◆ Task item
Pull every line containing "gold" from the data.

(Referring expression data)
*** Block opens ***
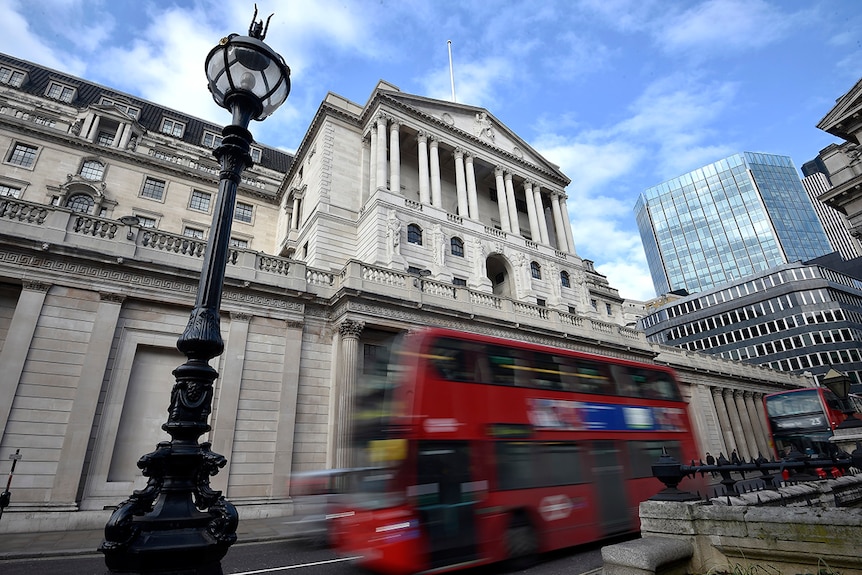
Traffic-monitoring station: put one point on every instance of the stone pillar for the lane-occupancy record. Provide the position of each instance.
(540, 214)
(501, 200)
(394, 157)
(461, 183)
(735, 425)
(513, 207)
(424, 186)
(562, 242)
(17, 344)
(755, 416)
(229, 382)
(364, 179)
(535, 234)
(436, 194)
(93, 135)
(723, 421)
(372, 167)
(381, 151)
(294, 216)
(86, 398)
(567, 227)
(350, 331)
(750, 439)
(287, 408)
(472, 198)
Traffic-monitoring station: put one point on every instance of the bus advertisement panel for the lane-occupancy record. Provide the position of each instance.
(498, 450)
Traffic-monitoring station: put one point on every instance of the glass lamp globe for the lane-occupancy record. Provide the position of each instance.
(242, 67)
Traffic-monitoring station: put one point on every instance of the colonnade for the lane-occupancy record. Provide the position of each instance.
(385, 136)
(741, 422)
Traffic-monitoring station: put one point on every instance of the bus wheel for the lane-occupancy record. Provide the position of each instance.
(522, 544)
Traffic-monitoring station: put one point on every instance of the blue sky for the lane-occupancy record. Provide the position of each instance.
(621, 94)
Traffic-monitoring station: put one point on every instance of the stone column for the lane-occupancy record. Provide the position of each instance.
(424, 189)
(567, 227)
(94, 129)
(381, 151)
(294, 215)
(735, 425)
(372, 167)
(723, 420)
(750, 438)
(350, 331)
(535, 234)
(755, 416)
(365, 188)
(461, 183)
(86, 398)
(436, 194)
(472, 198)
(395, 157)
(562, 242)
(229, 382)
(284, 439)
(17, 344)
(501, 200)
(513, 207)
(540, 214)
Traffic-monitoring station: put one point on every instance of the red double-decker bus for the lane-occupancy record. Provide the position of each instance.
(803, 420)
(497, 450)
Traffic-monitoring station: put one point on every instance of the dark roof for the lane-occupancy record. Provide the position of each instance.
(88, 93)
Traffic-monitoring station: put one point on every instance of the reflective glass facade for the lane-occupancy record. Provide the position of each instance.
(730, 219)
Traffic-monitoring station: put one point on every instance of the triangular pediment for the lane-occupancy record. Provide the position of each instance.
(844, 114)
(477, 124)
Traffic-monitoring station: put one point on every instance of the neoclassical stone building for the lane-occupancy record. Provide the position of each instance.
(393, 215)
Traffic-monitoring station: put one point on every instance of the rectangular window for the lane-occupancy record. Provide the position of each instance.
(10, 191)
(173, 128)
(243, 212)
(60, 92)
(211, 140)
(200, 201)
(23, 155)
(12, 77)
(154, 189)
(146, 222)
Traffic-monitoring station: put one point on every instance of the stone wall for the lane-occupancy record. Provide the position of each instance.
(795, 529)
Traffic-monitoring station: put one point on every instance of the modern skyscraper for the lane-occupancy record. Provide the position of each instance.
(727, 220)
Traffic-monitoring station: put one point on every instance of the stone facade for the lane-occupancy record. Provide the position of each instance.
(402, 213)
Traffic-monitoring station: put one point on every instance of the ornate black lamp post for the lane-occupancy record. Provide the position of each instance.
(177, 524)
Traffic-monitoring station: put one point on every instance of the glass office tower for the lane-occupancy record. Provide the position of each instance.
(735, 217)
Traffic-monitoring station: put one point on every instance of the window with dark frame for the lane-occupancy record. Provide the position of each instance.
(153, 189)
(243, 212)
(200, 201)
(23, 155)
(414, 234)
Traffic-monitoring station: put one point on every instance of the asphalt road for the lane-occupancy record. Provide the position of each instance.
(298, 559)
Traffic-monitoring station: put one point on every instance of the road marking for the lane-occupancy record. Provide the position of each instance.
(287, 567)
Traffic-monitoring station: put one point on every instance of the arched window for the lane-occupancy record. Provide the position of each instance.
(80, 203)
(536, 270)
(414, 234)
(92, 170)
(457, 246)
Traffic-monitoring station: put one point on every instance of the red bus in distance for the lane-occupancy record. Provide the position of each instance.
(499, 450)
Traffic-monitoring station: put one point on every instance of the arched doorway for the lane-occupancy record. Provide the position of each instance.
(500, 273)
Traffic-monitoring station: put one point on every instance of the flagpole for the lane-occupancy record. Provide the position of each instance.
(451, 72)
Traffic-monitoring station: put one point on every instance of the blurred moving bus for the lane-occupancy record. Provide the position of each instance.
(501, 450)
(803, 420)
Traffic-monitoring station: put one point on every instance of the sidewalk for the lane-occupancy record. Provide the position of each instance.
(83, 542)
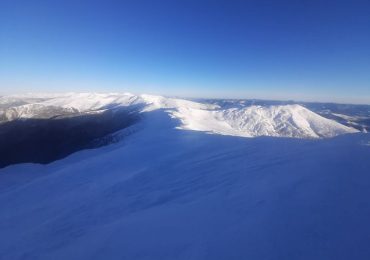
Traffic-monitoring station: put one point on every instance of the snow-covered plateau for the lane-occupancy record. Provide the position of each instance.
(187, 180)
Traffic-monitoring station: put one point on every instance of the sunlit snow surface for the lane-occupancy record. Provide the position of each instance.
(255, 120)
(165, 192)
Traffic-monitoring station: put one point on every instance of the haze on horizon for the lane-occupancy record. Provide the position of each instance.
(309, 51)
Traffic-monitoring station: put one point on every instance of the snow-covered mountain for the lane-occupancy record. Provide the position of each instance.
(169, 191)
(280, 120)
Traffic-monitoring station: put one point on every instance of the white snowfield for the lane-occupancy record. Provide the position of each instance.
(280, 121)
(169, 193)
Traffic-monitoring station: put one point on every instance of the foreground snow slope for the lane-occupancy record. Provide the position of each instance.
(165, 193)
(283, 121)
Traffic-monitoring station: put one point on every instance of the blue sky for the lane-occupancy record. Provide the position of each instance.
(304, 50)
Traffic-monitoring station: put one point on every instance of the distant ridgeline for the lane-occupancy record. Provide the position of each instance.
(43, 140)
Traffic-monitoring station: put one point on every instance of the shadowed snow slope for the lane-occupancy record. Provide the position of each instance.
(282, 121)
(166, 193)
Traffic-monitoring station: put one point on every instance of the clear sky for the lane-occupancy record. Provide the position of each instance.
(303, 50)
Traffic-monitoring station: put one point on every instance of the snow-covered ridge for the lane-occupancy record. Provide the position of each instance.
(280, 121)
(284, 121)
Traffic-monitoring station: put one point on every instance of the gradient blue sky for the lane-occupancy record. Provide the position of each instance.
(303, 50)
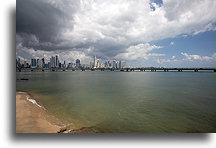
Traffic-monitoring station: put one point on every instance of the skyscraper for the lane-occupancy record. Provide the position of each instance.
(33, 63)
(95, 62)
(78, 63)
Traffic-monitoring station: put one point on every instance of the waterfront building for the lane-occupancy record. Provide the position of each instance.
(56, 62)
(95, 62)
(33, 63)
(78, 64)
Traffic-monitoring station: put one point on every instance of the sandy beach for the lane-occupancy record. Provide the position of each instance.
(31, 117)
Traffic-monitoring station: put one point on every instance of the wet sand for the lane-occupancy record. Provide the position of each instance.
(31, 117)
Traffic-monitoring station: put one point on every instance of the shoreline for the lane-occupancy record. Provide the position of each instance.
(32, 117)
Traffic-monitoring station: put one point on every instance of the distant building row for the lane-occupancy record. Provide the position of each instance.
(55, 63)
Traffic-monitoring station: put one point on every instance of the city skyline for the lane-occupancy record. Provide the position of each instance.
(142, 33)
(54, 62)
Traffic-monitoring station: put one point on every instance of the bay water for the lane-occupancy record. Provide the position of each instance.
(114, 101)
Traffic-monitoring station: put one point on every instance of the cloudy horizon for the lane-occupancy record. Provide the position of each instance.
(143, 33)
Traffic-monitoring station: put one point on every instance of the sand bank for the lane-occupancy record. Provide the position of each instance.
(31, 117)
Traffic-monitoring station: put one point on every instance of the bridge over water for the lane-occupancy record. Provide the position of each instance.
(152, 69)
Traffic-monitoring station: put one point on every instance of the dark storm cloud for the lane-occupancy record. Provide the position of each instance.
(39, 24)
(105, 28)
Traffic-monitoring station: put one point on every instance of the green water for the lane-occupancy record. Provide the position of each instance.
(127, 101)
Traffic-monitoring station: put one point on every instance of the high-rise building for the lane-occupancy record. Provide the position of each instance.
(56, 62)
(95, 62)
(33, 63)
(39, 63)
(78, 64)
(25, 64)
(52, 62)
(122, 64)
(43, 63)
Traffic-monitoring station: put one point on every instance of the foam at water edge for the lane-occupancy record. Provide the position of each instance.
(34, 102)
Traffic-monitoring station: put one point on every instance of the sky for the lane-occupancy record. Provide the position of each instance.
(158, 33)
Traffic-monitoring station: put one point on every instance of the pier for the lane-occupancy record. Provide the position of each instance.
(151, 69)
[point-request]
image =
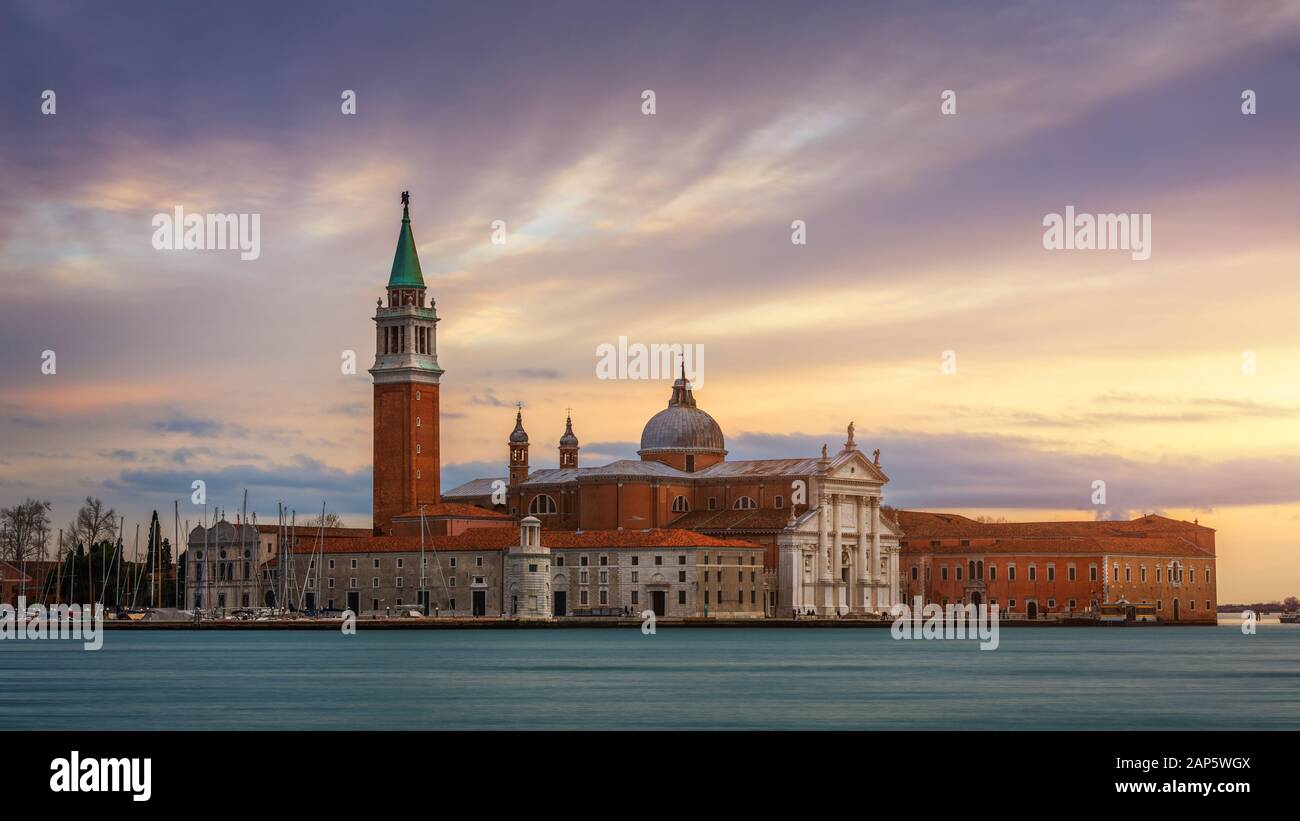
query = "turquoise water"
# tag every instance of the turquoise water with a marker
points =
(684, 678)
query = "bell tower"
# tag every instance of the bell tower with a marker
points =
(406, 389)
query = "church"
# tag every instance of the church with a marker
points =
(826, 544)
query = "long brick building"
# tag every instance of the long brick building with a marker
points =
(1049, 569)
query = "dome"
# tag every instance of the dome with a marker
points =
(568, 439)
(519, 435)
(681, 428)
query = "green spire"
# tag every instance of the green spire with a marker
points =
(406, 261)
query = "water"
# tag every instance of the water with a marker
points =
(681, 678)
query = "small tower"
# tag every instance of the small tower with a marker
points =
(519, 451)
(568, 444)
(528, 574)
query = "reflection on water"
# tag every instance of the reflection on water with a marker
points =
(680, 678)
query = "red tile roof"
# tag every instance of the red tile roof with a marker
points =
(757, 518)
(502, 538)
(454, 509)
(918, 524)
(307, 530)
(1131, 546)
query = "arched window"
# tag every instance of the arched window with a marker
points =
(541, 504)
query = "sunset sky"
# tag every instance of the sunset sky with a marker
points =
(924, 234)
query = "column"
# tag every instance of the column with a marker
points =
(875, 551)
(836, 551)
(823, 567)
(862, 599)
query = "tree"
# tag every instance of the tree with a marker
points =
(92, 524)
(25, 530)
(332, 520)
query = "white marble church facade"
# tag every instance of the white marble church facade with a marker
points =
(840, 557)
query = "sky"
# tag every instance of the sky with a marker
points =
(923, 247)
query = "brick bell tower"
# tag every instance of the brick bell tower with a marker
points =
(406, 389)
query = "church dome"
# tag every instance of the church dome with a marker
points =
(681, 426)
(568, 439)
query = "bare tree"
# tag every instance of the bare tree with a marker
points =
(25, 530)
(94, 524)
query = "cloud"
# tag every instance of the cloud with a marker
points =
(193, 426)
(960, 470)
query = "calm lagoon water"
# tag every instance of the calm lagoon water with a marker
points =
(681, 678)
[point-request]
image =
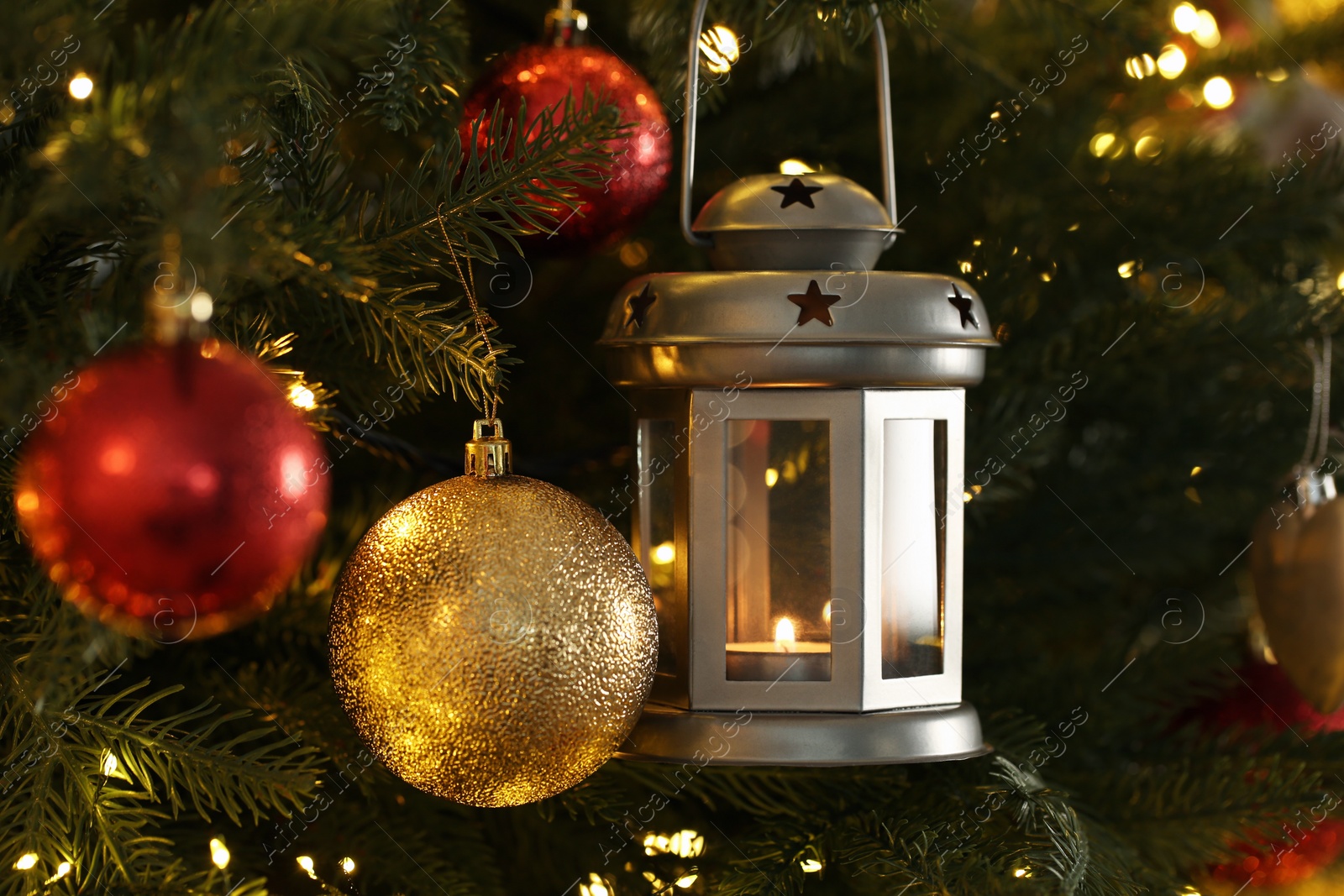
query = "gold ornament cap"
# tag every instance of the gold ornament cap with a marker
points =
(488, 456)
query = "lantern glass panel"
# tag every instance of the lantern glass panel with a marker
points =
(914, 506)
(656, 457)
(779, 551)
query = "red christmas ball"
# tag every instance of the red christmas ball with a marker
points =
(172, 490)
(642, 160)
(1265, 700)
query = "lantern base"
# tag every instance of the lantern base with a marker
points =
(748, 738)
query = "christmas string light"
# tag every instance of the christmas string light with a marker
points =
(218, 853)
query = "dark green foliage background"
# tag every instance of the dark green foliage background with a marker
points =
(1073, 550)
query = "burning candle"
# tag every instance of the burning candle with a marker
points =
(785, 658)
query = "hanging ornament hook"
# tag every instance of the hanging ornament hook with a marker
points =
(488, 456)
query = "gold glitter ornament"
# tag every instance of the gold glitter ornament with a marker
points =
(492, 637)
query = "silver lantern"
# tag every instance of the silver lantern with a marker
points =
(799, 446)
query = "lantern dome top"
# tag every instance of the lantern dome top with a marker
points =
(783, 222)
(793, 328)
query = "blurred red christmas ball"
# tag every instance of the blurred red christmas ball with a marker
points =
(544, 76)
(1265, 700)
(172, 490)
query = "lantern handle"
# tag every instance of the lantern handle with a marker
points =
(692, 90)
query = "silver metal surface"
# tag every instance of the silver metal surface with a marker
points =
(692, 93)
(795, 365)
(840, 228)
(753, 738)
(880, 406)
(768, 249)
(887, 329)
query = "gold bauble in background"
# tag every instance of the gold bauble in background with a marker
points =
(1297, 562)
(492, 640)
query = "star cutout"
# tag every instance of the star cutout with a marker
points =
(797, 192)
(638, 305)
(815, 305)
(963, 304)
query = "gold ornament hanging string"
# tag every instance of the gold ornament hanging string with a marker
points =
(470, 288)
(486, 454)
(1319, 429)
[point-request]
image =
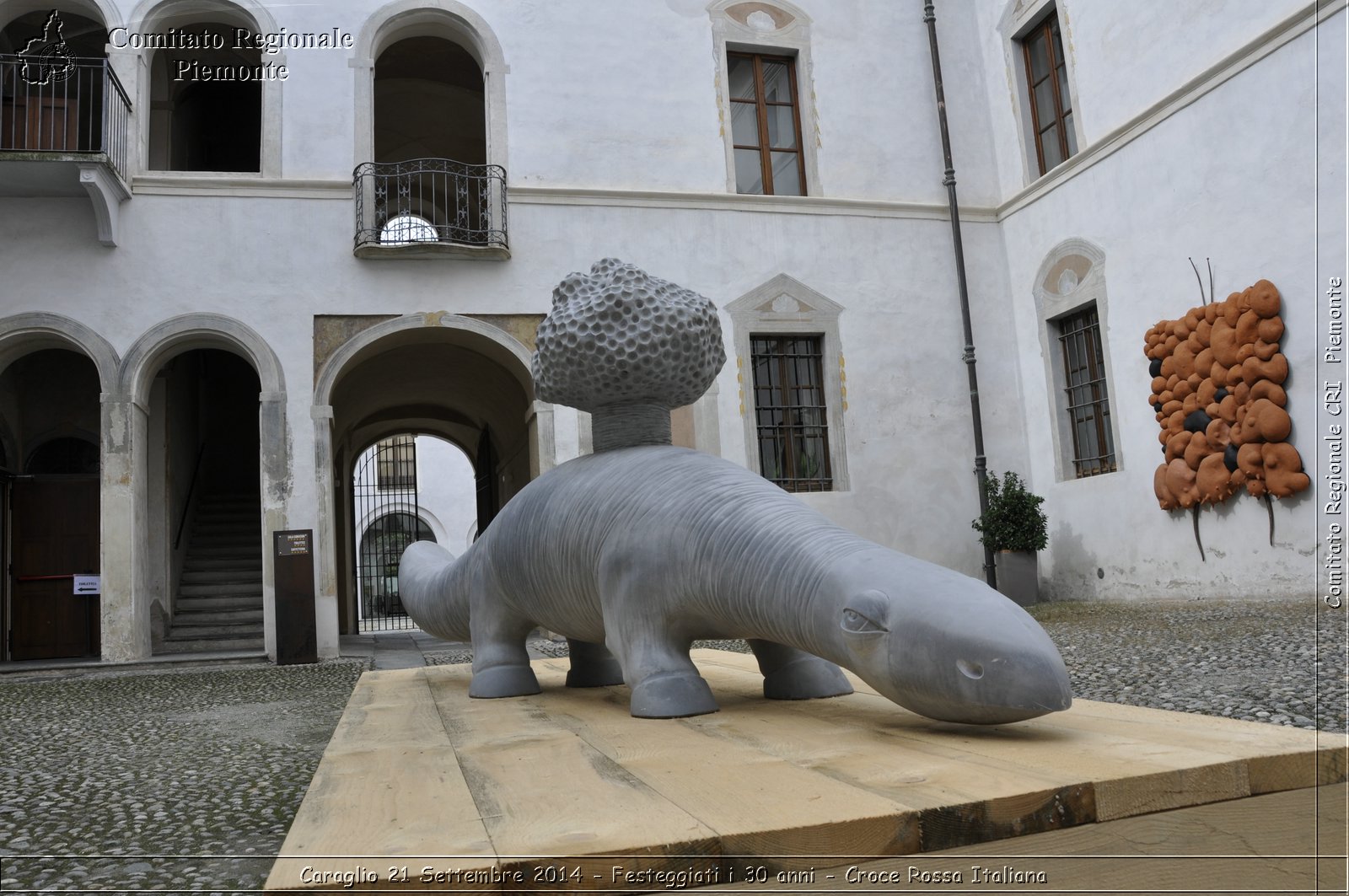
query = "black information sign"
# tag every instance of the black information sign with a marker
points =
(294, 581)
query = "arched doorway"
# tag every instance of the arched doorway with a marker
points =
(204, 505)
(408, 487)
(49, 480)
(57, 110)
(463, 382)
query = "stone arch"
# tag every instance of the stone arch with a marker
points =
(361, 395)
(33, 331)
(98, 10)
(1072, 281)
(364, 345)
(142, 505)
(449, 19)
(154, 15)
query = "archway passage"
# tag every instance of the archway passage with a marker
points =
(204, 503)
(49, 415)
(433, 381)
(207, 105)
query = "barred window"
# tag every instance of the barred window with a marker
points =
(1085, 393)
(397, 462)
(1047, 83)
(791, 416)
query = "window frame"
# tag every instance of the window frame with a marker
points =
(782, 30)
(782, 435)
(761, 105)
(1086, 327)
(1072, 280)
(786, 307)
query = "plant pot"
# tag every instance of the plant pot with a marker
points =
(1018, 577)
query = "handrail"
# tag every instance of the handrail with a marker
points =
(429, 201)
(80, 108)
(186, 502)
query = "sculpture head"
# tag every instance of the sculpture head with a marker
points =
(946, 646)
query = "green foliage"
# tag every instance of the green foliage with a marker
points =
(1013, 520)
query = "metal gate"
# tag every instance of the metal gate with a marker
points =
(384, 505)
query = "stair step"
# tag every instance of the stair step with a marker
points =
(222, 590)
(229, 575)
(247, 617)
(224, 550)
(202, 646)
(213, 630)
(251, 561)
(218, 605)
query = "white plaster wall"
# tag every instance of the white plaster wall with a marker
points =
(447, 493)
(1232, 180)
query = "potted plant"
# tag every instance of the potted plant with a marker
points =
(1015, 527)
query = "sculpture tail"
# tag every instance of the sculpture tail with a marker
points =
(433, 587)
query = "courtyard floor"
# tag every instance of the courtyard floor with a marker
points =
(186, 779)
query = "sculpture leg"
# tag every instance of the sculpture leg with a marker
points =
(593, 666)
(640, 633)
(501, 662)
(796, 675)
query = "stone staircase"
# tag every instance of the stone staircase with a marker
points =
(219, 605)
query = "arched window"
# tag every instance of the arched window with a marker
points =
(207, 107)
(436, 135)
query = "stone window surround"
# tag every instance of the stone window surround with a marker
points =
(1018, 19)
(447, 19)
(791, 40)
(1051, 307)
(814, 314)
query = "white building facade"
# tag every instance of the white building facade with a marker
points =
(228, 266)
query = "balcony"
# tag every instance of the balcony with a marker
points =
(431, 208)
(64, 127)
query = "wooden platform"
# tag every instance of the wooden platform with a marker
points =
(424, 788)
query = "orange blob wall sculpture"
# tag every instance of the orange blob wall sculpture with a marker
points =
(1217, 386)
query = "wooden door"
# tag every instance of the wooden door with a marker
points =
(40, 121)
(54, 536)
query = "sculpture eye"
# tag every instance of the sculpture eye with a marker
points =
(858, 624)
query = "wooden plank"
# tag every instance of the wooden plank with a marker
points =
*** Block closes ***
◆ Written solution
query = "gold ornament cap"
# tag every instance of the gold ornament cap with a marker
query = "gold glitter ornament"
# tag every instance of the gold glitter ornament with a marker
query = "gold bauble in background"
# tag every instance of the gold bauble in background with a marker
query = "gold ornament hanging string"
# tag every instance of the gold ornament hanging string with a marker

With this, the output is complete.